**OBJECTIF**:
Répondez à ces questions d'après l'extrait sur le droit au travail :
1. Pour le PCL, à quel emploi correspond nécessairement le droit au travail ?
2. Selon l'article 1, combien de nouveaux postes chaque entreprise ou administration doit-elle créer, et pour combien de salariés ?
3. D'après l'article 2, qui publie la liste des nouveaux postes offerts ?

Et maintenant, nos réserves…

Comme annoncé au début de ce texte, nous avons aussi de sérieuses réserves.

Concernant les articles 1 et 2 du projet de loi proposé par Philippe Brouillard, il faut être clair : le PCL défend des principes différents. Pour nous le droit au travail, c'est nécessairement le droit à un emploi de fonctionnaire (ou en CDI pour les étrangers) dans le secteur public, et dans les deux cas les démarches doivent se limiter à une simple demande auprès de n'importe quelle mairie (voir le point 3 des principes généraux et le projet de loi sur le droit au travail). Nous ne pensons nullement que la “fonctionnarisation” constitue en quoi que ce soit une “dérive”… au contraire. Et du coup nous ne craignons pas de “tâtonner”, et nous ne voyons pas de “point faible” dans le système que nous proposons.

Reprenons donc ces deux articles du projet de loi inclus dans le Manifeste pour le droit au travail.

Article 1 :
“Chaque entreprise ou administration est tenue de créer un nouveau poste de travail par tranche de cinq salariés. La rémunération des salaires sera assurée la première année par la reconversion de toutes les “aides à l'emploi” et au non-emploi”.

D’accord pour les administrations, bien sûr, mais pourquoi contraindrait-on les entreprises privées à embaucher des salariés, même en leur assurant un financement ? Là ce n’est plus très libéral, et à double titre – car il faut savoir si l’on veut ou non priver les entreprises privées de toute subvention publique (voir infra). C’est pourquoi le PCL – fidèle à sa ligne communiste et libérale - ne saurait partager de telles propositions. A noter que le M’PEP, dans son texte sur le “droit opposable à l’emploi”, affirme au contraire que “ces emplois seront créés essentiellement dans le secteur non-marchand”. Ce qui nous convient beaucoup mieux, même si, au PCL, nous proposons que ces emplois soient tous créés dans le “secteur non-marchand”, i. e. dans le secteur public. Imposer des contraintes d’embauche aux entreprises privées ne nous paraît décidément pas judicieux… et pas très libéral.

Article 2 :
“Le Ministère du Travail publie la liste des nouveaux postes offerts en assurant la priorité aux chômeurs, garantis dans leur salaire précédent”.

**DONNÉES EXTRAITES**:

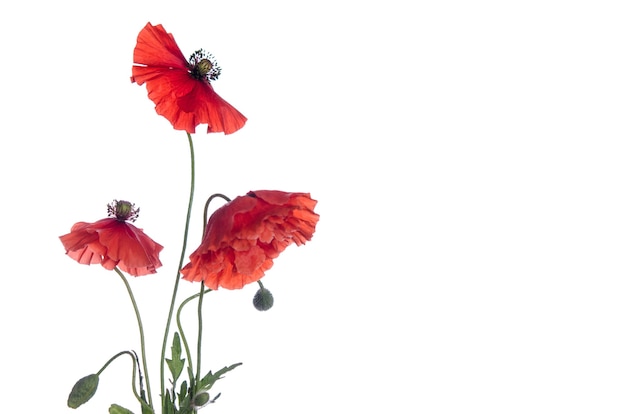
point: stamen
(203, 66)
(123, 210)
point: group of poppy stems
(240, 241)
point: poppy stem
(206, 210)
(180, 265)
(199, 346)
(141, 335)
(135, 367)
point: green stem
(180, 326)
(141, 335)
(134, 358)
(180, 265)
(199, 346)
(182, 332)
(206, 209)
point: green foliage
(116, 409)
(176, 364)
(209, 379)
(83, 390)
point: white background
(468, 158)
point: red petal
(185, 102)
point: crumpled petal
(244, 236)
(112, 243)
(185, 102)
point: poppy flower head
(243, 237)
(181, 89)
(113, 241)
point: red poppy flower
(114, 242)
(180, 89)
(244, 236)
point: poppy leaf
(176, 364)
(83, 390)
(117, 409)
(209, 379)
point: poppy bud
(263, 299)
(83, 390)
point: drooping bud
(83, 390)
(263, 299)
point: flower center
(123, 210)
(203, 66)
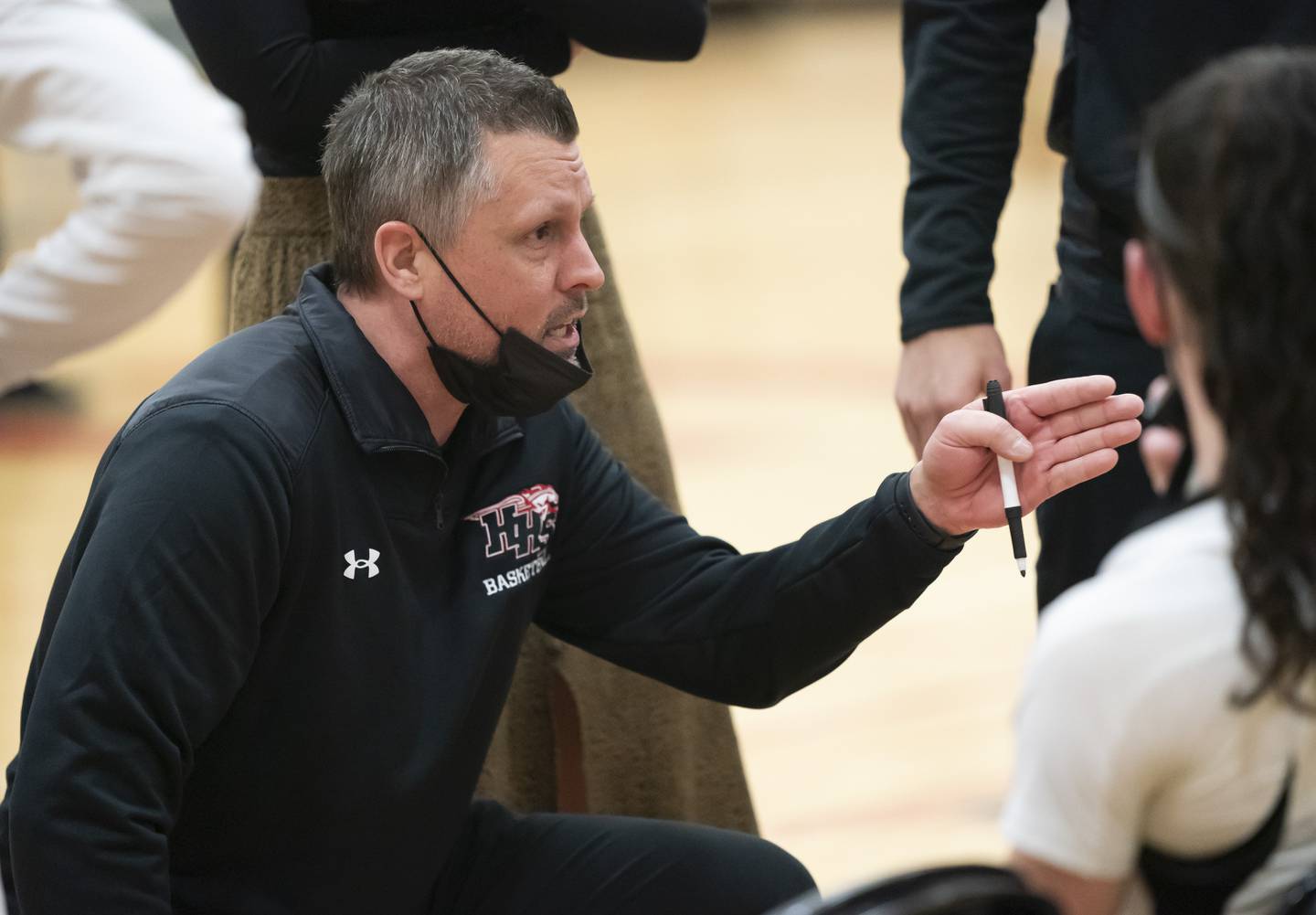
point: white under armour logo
(353, 564)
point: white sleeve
(1088, 759)
(164, 167)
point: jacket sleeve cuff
(920, 526)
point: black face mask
(524, 380)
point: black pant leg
(565, 864)
(1080, 526)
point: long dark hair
(1228, 195)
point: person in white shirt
(164, 166)
(1166, 752)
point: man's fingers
(1079, 470)
(1094, 415)
(1065, 394)
(975, 428)
(1111, 435)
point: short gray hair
(407, 144)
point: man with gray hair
(278, 644)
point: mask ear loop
(421, 322)
(460, 289)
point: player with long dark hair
(1166, 741)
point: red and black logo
(520, 524)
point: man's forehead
(525, 162)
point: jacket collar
(379, 410)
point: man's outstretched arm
(636, 585)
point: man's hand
(941, 370)
(1058, 435)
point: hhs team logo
(520, 524)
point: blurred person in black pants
(966, 70)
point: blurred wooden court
(753, 211)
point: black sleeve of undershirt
(263, 53)
(966, 70)
(634, 583)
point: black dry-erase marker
(995, 403)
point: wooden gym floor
(753, 211)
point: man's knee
(757, 876)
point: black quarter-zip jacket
(280, 642)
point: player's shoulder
(1165, 590)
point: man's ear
(1144, 293)
(397, 248)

**RÉSULTAT FINAL**:
1. À un emploi de fonctionnaire (ou en CDI pour les étrangers) dans le secteur public.
2. Un nouveau poste de travail par tranche de cinq salariés.
3. Le Ministère du Travail.